Segmentation mask data:
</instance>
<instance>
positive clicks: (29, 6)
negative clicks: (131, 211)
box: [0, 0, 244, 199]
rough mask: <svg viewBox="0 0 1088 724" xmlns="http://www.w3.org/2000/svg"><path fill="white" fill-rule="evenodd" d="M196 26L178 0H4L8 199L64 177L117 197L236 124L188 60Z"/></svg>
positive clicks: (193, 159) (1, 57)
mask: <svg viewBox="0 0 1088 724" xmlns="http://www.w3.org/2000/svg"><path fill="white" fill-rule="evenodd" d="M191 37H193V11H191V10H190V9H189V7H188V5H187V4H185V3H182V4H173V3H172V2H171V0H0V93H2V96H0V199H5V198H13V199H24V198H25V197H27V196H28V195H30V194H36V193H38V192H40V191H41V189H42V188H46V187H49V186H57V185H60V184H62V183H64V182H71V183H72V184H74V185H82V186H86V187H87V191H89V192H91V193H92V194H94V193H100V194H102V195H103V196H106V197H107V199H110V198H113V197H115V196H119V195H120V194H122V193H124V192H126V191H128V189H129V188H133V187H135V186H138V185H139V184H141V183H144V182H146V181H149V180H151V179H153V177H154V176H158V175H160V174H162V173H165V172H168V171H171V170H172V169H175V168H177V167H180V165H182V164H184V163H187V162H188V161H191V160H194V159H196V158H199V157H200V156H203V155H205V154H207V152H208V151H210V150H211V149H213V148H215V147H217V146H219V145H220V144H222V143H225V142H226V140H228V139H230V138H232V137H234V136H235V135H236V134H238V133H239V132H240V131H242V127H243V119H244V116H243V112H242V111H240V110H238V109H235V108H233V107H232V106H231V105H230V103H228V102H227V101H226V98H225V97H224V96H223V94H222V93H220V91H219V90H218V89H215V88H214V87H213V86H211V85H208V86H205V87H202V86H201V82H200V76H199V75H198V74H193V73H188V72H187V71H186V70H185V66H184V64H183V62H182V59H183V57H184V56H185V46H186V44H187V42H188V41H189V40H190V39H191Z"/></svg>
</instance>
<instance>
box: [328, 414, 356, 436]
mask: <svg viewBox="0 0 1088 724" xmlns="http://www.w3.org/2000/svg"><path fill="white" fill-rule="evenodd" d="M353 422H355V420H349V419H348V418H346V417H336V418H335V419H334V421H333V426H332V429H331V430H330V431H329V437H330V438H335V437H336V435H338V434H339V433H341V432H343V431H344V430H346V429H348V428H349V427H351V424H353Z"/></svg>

(Work request) Rewrite each line of the material above as a numbered list, skipping any blank lines.

(Final answer)
1. </instance>
2. <instance>
3. positive clicks: (29, 6)
4. negative clicks: (131, 211)
5. box: [0, 0, 244, 199]
6. rough mask: <svg viewBox="0 0 1088 724" xmlns="http://www.w3.org/2000/svg"><path fill="white" fill-rule="evenodd" d="M196 26L178 0H4L8 199L64 177L117 197L236 124L188 60Z"/></svg>
7. positive clicks: (193, 159) (1, 57)
8. mask: <svg viewBox="0 0 1088 724" xmlns="http://www.w3.org/2000/svg"><path fill="white" fill-rule="evenodd" d="M191 37H193V11H191V10H190V9H189V7H188V5H187V4H185V3H182V4H173V3H172V2H171V0H0V93H2V96H0V199H5V198H13V199H24V198H25V197H27V196H28V195H30V194H36V193H38V192H40V191H41V189H42V188H46V187H49V186H57V185H60V184H62V183H64V182H71V183H72V184H74V185H82V186H86V187H87V191H89V192H91V193H92V194H94V193H100V194H102V195H103V196H106V197H107V199H110V198H113V197H115V196H119V195H120V194H122V193H124V192H126V191H128V189H129V188H133V187H135V186H138V185H139V184H141V183H144V182H146V181H149V180H151V179H153V177H154V176H158V175H160V174H162V173H165V172H168V171H171V170H172V169H175V168H177V167H180V165H182V164H184V163H187V162H188V161H191V160H194V159H196V158H199V157H200V156H203V155H205V154H207V152H208V151H210V150H211V149H213V148H215V147H217V146H219V145H220V144H222V143H225V142H226V140H228V139H230V138H232V137H234V136H235V135H236V134H238V133H239V132H240V131H242V127H243V119H244V116H243V112H242V111H240V110H238V109H235V108H233V107H232V106H231V105H230V103H228V102H227V101H226V98H225V97H224V96H223V94H222V93H220V91H219V90H218V89H215V88H214V87H213V86H211V85H208V86H205V87H202V86H201V82H200V76H199V75H198V74H193V73H188V72H187V71H186V70H185V66H184V64H183V62H182V59H183V57H184V56H185V46H186V44H187V42H188V41H189V40H190V39H191Z"/></svg>
9. </instance>
10. <instance>
11. box: [328, 414, 356, 436]
12. mask: <svg viewBox="0 0 1088 724" xmlns="http://www.w3.org/2000/svg"><path fill="white" fill-rule="evenodd" d="M353 422H355V420H349V419H348V418H346V417H336V418H335V419H334V421H333V426H332V429H331V430H330V431H329V437H330V438H335V437H336V435H338V434H339V433H341V432H343V431H344V430H346V429H348V428H349V427H351V424H353Z"/></svg>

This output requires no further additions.